== Trecho fornecido ==
Em suma, a pretexto da austeridade fiscal, o governo Macron segue comprometido até às vísceras em atender aos bancos e à ganância dos especuladores com a dívida pública francesa, bem como em manter estufados de euros os dutos que enchem as burras em Kiev com dinheiro e armas, isto é, com a guerra de expansão da Otan a leste.

Nada surpreendente em um arrivista, que depois de operar para os Rothchilds, transitou pelos socialistas de Holland, virou ministro, criou sua legenda de aluguel de “centro”, virou presidente, e agora a conta começa a chegar.

Ex-negociador europeu para o Brexit, Barnier só havia virado o primeiro-ministro por causa de que Macron, depois de perder a eleição para o Parlamento Europeu, resolveu antecipar as eleições legislativas na França, aposta que deu errado e ele voltou a perder. Quando foi a Nova Frente Popular que ficou em primeiro, recusou um governo de coabitação [presidente de um partido/primeiro-ministro da oposição], o que deveria ter ocorrido de acordo com a tradição política francesa, optou por se pendurar na aquiescência de Le Pen para instaurar um governo de minoria.

== Tarefas ==
(a) No trecho sobre o governo Macron, que função Barnier havia exercido antes de se tornar primeiro-ministro?
(b) Dê continuidade ao trecho sobre o governo Macron a partir da última frase apresentada.

== Dados fornecidos ==
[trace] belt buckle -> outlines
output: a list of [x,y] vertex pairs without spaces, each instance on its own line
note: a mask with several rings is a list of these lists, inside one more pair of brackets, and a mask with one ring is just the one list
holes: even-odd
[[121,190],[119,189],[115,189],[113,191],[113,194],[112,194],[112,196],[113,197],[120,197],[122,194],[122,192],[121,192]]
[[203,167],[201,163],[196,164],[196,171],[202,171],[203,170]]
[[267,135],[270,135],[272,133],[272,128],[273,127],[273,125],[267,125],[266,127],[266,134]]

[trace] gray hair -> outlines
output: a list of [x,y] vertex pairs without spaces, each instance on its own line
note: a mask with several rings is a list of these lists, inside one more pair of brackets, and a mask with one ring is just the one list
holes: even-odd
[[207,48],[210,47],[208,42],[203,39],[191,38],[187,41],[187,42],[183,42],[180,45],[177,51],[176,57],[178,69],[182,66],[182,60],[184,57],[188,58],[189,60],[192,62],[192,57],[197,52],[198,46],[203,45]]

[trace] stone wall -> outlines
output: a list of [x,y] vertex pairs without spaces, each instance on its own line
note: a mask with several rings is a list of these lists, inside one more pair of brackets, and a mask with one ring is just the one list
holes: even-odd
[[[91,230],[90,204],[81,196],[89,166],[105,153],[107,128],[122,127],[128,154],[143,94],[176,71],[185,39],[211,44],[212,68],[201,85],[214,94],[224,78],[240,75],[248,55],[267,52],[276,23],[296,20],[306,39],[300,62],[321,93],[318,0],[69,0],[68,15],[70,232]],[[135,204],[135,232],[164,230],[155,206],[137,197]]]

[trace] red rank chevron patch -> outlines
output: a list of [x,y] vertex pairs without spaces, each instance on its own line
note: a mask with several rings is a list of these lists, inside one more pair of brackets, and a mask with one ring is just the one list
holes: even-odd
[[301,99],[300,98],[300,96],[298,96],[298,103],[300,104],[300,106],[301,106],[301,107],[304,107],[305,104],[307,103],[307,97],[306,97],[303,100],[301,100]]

== Respostas por tarefa ==
(a) Barnier havia sido negociador europeu para o Brexit.

(b)
Horas antes, antecipando a decisão, a RN havia declarado que “não há saída para um governo que regressa ao fio do macronismo, que se recusa a ter em conta a emergência social no final do mês e que ignora a necessidade de reativar o crescimento”. Segundo Barnier, ele fizera concessões, como não aumentar os impostos sobre a eletricidade. Na busca de angariar votos na RN, o orçamento também cortava a assistência médica aos imigrantes.

Como Macron dissolveu o parlamento em junho, ele não pode dissolvê-lo até junho de 2025 e terá que redigir um orçamento com a atual Assembleia, fraturada entre as facções NFP, pró-Macron e RN. A Assembleia profundamente dividida tem menos de um mês para elaborar um novo orçamento antes do início de 2025 ou votar para estender o orçamento de 2024.

A derrota na Assembleia Nacional faz com que as conclamações pela renúncia do próprio Macron, que já vinham ocorrendo frequentemente, ganhem mais força. Conclamações que Macron diz ser “ficção política” e “absurdas”.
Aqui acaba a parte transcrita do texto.